== INFORMATION SUPPLIED

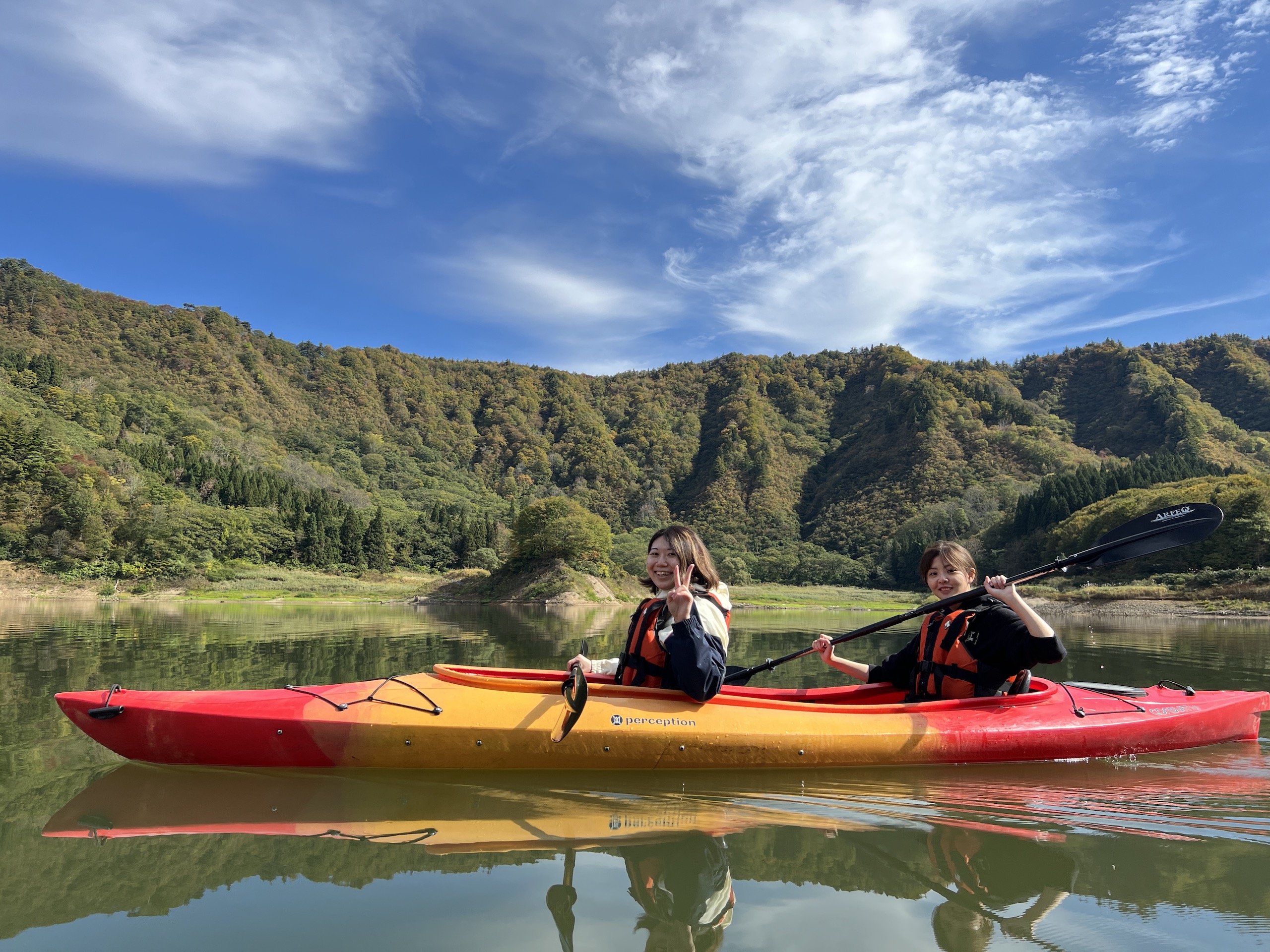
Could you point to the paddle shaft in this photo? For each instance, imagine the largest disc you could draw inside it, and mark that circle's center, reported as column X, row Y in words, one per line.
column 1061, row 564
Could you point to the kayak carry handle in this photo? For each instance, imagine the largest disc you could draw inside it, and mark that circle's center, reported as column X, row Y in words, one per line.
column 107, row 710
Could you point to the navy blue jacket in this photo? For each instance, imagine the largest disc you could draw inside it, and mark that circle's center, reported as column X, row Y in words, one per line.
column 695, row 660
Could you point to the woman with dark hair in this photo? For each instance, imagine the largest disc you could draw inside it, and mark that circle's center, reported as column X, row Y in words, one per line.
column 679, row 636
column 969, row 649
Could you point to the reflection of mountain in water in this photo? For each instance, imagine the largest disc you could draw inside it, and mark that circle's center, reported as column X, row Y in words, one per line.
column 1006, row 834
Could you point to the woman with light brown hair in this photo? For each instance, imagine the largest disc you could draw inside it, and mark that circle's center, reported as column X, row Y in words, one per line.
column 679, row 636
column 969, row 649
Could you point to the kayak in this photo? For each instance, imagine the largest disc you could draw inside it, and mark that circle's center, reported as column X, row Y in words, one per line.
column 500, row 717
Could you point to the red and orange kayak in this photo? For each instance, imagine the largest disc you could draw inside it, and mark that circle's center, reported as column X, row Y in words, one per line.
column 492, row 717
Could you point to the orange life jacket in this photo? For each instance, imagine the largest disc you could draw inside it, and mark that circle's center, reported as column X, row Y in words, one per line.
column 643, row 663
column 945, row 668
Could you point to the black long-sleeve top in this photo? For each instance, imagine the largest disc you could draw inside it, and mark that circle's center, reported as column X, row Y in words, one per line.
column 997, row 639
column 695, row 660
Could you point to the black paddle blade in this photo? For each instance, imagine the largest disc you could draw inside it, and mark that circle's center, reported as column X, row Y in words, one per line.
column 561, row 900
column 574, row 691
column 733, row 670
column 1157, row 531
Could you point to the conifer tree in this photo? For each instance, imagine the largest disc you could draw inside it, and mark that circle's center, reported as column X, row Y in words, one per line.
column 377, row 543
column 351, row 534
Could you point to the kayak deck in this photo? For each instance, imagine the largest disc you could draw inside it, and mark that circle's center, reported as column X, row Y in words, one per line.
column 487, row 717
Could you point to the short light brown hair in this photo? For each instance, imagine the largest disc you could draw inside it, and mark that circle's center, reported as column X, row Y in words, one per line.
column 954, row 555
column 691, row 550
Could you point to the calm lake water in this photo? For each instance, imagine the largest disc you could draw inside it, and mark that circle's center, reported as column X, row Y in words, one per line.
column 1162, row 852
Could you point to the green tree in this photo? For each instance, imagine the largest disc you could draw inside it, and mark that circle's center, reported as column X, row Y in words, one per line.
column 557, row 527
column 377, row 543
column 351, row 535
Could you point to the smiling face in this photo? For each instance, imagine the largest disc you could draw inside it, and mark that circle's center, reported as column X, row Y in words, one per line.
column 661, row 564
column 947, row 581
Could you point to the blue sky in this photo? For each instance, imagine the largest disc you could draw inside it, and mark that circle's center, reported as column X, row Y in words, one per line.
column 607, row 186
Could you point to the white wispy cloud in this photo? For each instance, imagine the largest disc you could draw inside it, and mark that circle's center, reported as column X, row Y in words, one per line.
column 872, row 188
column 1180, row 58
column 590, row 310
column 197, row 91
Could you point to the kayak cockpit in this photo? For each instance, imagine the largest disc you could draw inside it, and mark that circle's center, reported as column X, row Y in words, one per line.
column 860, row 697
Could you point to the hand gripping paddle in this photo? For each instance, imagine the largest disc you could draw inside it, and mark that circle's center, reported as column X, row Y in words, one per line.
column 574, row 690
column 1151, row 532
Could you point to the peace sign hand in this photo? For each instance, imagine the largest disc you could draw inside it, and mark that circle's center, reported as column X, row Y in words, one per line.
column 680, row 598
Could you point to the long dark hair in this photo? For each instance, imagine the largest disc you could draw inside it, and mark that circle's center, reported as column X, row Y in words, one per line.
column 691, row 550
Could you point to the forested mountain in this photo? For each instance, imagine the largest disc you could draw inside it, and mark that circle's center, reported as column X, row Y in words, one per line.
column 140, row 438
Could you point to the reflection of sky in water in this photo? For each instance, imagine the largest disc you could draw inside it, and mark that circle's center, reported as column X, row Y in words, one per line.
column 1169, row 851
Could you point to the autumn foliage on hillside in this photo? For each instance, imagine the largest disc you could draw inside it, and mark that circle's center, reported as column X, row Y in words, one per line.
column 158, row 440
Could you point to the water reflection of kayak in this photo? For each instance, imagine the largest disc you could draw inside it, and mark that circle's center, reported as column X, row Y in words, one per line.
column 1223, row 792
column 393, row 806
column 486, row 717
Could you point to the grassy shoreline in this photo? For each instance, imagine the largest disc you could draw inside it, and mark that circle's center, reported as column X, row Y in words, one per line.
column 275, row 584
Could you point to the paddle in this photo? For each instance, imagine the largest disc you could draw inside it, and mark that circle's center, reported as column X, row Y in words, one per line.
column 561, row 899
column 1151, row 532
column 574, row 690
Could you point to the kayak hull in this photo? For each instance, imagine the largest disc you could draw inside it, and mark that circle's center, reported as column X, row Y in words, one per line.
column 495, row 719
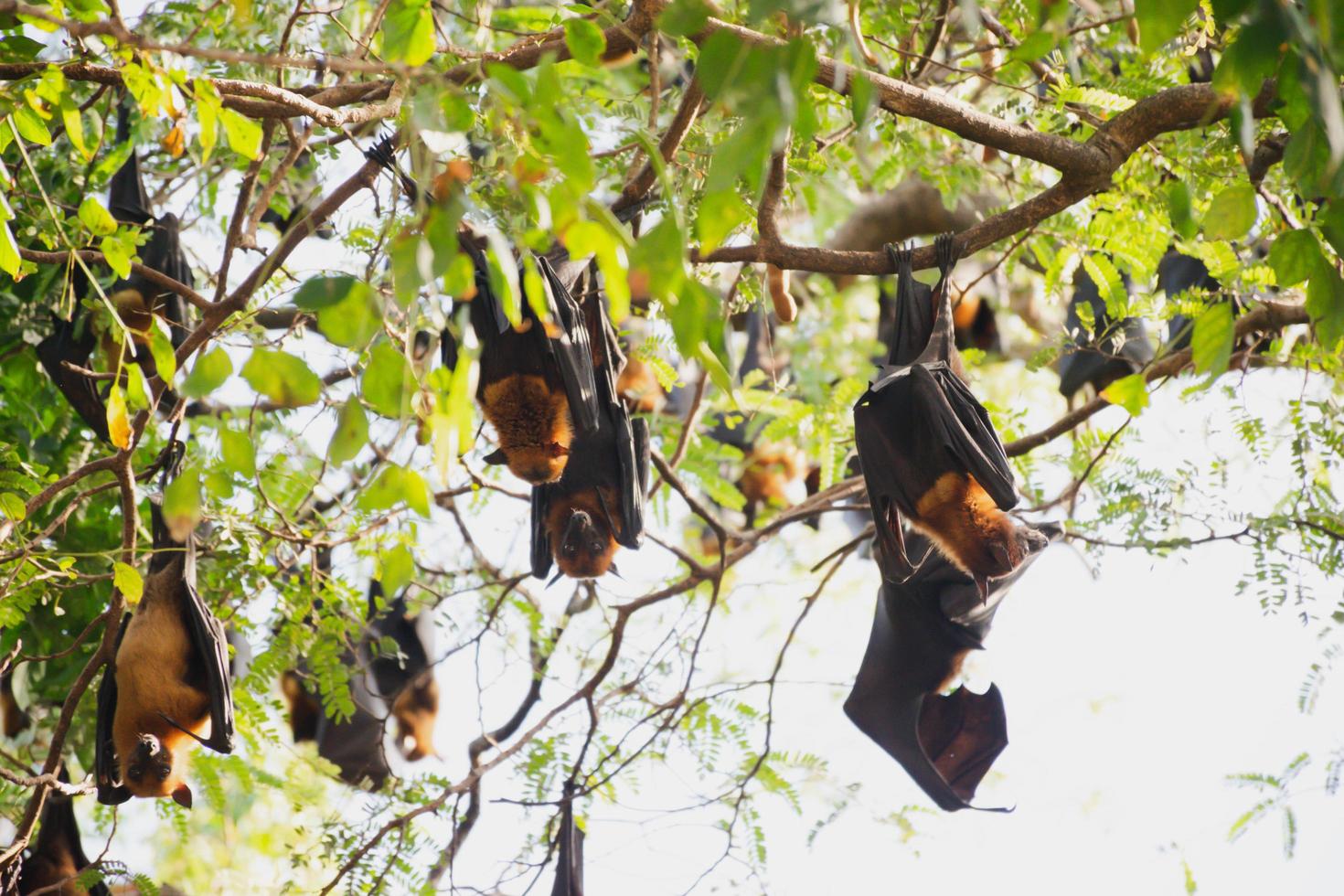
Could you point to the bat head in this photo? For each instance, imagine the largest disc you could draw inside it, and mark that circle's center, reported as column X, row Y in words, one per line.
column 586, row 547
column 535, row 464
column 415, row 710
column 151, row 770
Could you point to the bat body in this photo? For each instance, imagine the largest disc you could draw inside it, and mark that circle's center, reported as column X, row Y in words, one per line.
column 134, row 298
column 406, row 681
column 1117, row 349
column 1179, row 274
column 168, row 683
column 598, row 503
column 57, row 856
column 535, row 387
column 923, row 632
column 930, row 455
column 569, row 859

====

PROMPT: Please rewrite all of the lines above, changing "in this photo" to "in this image" wherever it occurs and leaving everything else as it is. Omit the pictures from your answer.

WRITTEN SOLUTION:
Could you point to the paddle shaft in this image? For each instance, imagine the largest disc you could draw inside it, and mark that circle's center, reported as column X, row Y in words, one per line.
column 1061, row 564
Could you point to the kayak carry handle in this image? For each instance, imagine the largest disc you could draw inside it, and mark that circle's center, reported as column X, row Y in words, one per line.
column 107, row 710
Could you point to the navy blue jacket in this image? For each instance, imagine the largest disc you could draw inside it, and mark that circle's center, reported as column X, row Y in words, one per line.
column 695, row 660
Could you point to the woman with dark hair in this image? For each instance, imagine the largest disc you could draw inside it, and mark that circle's center, reported as column X, row Y in words, one per line.
column 679, row 636
column 969, row 649
Could you point to the reflection of mountain in water in this image? For each instance, imagine the largest disc you could draw inside it, and mark that circle's center, reported as column X, row Y in words, one per line.
column 1006, row 834
Could you point to the woman with light brown hair in this image? For each instance, imagine the largest disc you could draw inside it, and mark that circle's center, reported as column X, row Y in words, one per line.
column 679, row 636
column 969, row 649
Could you point to the kayak in this image? For each instance, imagine the largest disc you could draw inside it, and mark that circle's center, reported as column X, row Y in words, one per line.
column 500, row 717
Could you point to the red and orange kayak in this image? For each instance, imagine the largest disc you could draw inside it, and mark that circle's center, reported as column X, row Y in words, one per line.
column 492, row 717
Could you point to the orange life jacket in this image? For each instance, imagine the largest disc you could draw inside it, and mark that circle's center, reported as column X, row Y in words, one per line.
column 643, row 663
column 945, row 668
Could you point to the black long-sleeve top in this image? For each instance, imagine the largest disc you could draw inside it, and mark that circle's center, reported as column X, row Y in words, one per line.
column 997, row 639
column 695, row 660
Could you point to the black paddle blade in this image? For each instance, imagine the largest disc you could draw inside it, and mark that circle's center, reported as column X, row Y in words, one per line.
column 561, row 900
column 574, row 691
column 733, row 670
column 1157, row 531
Could you point to the conifer tree in this image? For each instance, imagine the largest disc you could draw inside it, and mark that circle's center, reported as column X, row Y in words, one per line.
column 377, row 543
column 351, row 534
Could you point to the kayak deck in this image? For each instance, imagine the largest disc you could draw inside it, and mark that circle's center, reported as column X, row Y in words, one per line.
column 487, row 717
Could you point to the short light brown hair in this image? For each instance, imagine the largest disc you could draw inside it, and mark that circle's center, reported as column X, row Y in words, one per line.
column 954, row 555
column 691, row 550
Could you point to the calm lake water in this image? For each instance, imagine the largest disc you could draw inside it, and mark that circle's center, reported as column X, row Y in words, one per line.
column 1162, row 852
Could you point to the green tree in this image? For each instance, imagine the largest disc you could draw inside it, and mark that circle's center, reported as column X, row Y in words, one per line.
column 557, row 527
column 377, row 543
column 351, row 535
Could you point to the smiling face in this image? For each instance, imagine the largest disc you could draw inside it, and mark that circle's center, reported as column X, row Y in words, one per line.
column 661, row 564
column 947, row 581
Could you point to the blue sky in this image? For each instance, imagine the largest disc you could draw inside it, and mark that circle's center, reported as column X, row Y in words, one per line.
column 607, row 186
Could you point to the white wispy cloud in this image? For each instance, imagine the largest disc you could draw inside it, and mark that circle's center, reported as column X, row Y in words, one per line.
column 872, row 188
column 1180, row 58
column 590, row 310
column 197, row 91
Could you point to the kayak cockpit in this image? For each instance, imagine the largest disc you could draw inside it, and mark that circle's center, reported as column X, row Y in words, one per line.
column 860, row 697
Could you point to the hand gripping paddle in this image? For each instance, imagine the largest disc you could draw inside it, and mark that circle's center, reported as column X, row Y in words, one per line.
column 574, row 690
column 1151, row 532
Could you point to the peace sign hand in this image? For each instance, imagine the largest disc you could draw inside it, and mark that circle's center, reported as column X, row Y in words, one per line.
column 680, row 598
Could you point to the long dark hair in this image? For each instance, imagine the largest disc you could draw inside it, and mark that circle's center, reported as column X, row Y in words, one per line.
column 691, row 550
Could you point to the forested mountain in this image? For each instance, imagine the largest disc you could draw inside it, and mark that circle's center, reported as column X, row Y in words, one per line.
column 140, row 438
Could you point to the reflection of sky in water in this image? For each instance, imagine the largest disc you could draw inside it, and mark that circle's center, reported as column X, row Y in words, one per line.
column 1169, row 851
Could you point to the autumn foliage on hillside in this image? For each instance, imagine the largest disc you could draw inside it, and mark that circle's center, reported as column X, row Y in words, one per line.
column 158, row 440
Could you point to the water reflection of kayak in this image? For each instance, imagine the largest disc you could draw inside it, and mark that circle's center, reported as column X, row Y in words, one per line.
column 1223, row 792
column 393, row 806
column 486, row 717
Could you point to the grassy shoreline in this image? For each instance, imagine the largest disc you could draw inside it, and mark that circle's center, reported as column X, row Y in words, one per line.
column 275, row 584
Could you point to the paddle in this image? For each instance, imagine the largest disc you could draw inside it, and mark that circle's center, reported as column X, row Y in words, one per line.
column 561, row 899
column 1151, row 532
column 574, row 690
Could you point to the kayak hull in this image? For each instance, imagine the largest disc you could draw inside it, and mark that circle's center, reported as column X, row Y in words, one per line.
column 495, row 719
Could you point to the bat head in this image? For each instance, imagine the largest disc you could draw inside it, and mark that circle's center, reported as column X, row Y in words, one per line.
column 586, row 547
column 535, row 464
column 415, row 710
column 151, row 770
Could you point to the bat body in this image? For each instance, imagine the largest disc you could draw inside it, and mark that circle's center, reported as column X, row Y in words, one per line.
column 134, row 298
column 406, row 681
column 1117, row 349
column 1179, row 274
column 168, row 683
column 598, row 503
column 57, row 856
column 535, row 387
column 923, row 632
column 930, row 455
column 569, row 859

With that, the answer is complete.